[Point annotation records]
■ ■ ■ ■
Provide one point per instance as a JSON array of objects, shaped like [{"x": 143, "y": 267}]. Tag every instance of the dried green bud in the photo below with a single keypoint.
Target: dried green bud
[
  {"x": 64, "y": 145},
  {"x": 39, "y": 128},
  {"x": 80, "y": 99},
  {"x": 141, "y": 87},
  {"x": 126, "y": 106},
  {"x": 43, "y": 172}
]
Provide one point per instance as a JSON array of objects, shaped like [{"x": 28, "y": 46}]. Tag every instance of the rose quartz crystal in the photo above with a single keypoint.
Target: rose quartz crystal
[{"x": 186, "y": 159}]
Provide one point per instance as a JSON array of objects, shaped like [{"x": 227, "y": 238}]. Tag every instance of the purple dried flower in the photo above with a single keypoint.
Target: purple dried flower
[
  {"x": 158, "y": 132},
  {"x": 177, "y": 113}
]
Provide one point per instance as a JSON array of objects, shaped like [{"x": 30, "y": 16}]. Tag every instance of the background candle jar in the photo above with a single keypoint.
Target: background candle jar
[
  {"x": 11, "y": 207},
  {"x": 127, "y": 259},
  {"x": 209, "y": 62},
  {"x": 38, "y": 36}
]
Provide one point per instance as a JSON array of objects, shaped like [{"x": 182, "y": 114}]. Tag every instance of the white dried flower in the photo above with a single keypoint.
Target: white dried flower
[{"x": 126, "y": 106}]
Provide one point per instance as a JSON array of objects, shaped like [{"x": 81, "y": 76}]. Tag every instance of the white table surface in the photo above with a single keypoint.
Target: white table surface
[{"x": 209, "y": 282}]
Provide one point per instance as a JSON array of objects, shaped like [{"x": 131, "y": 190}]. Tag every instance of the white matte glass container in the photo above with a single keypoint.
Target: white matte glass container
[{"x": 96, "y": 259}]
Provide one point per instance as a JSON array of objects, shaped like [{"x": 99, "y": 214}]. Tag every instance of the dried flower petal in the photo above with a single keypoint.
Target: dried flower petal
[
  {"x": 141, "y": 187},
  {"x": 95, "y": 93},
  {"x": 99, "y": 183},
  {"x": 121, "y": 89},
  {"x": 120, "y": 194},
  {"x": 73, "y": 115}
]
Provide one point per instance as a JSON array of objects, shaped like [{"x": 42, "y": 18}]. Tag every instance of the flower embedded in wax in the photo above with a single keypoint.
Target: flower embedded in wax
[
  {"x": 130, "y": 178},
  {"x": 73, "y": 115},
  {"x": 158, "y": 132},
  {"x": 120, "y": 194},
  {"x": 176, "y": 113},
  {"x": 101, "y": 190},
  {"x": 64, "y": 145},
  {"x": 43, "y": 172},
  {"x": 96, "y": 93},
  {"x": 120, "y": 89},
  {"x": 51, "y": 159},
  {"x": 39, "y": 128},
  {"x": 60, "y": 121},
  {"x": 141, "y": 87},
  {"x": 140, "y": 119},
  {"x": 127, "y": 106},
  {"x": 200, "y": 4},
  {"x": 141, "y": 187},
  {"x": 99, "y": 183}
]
■ ■ ■ ■
Swap "single keypoint" for "single marker" throughout the items above, and write them out again with nothing else changed.

Provide one point per instance as a JSON array of objects, shaped like [{"x": 143, "y": 267}]. Tag every instance of the dried green bud in the photo below with a single marker.
Target: dried green bud
[
  {"x": 64, "y": 145},
  {"x": 39, "y": 128},
  {"x": 80, "y": 99},
  {"x": 141, "y": 87},
  {"x": 126, "y": 106},
  {"x": 43, "y": 172}
]
Provide one point per instance as a JSON array of objects, shaped like [{"x": 28, "y": 46}]. Tag every instance of the rose quartz crystal in the photo above with a single marker.
Target: rose quartz crystal
[{"x": 186, "y": 159}]
Provide one point per instance as a JSON array of objects, shaped like [{"x": 227, "y": 238}]. Tag every instance of the purple dried flower in the photo above with a single marker.
Target: purple dried flower
[
  {"x": 158, "y": 132},
  {"x": 177, "y": 113}
]
Provide one point per instance as a JSON array of objects, shaped like [{"x": 30, "y": 16}]. Tag every instance of the background candle jar in the photo above with a single marker.
Target: background candle jar
[
  {"x": 11, "y": 207},
  {"x": 127, "y": 259},
  {"x": 209, "y": 62},
  {"x": 38, "y": 36}
]
Provide one point per instance as a JSON array of objects, shaped like [{"x": 182, "y": 114}]. Tag every instance of the white dried flower in the photo above with a single marker.
Target: white dried flower
[{"x": 126, "y": 106}]
Provide one point per instance as a JSON array of objects, shaped like [{"x": 81, "y": 76}]. Tag every instance of the white table surface in the photo above with a single marker.
Target: white table surface
[{"x": 209, "y": 282}]
Provide one point per instance as a JSON array of objects, shaped like [{"x": 131, "y": 190}]. Tag every instance of the white matte glass container in the photo above with a single marker.
Target: white matte glass container
[{"x": 96, "y": 259}]
Provide one point per instance as a JSON array of objects, shaped like [{"x": 99, "y": 214}]. Tag every instance of the dried flower petal in the photo above with a single marker.
Target: dried flower petal
[
  {"x": 141, "y": 187},
  {"x": 95, "y": 93},
  {"x": 99, "y": 183},
  {"x": 121, "y": 89},
  {"x": 120, "y": 194},
  {"x": 73, "y": 115}
]
Provide one point per instance as a JSON array of objects, shaped like [{"x": 42, "y": 18}]. Tag every instance of the flower embedded in wax in the photo above with a single marker.
Target: flower embedded in wax
[
  {"x": 130, "y": 178},
  {"x": 73, "y": 115},
  {"x": 158, "y": 132},
  {"x": 120, "y": 194},
  {"x": 176, "y": 113},
  {"x": 101, "y": 190},
  {"x": 64, "y": 145},
  {"x": 43, "y": 172},
  {"x": 96, "y": 93},
  {"x": 120, "y": 89},
  {"x": 51, "y": 159},
  {"x": 39, "y": 128},
  {"x": 60, "y": 121},
  {"x": 141, "y": 87},
  {"x": 140, "y": 119},
  {"x": 127, "y": 106},
  {"x": 200, "y": 4},
  {"x": 141, "y": 187},
  {"x": 99, "y": 183}
]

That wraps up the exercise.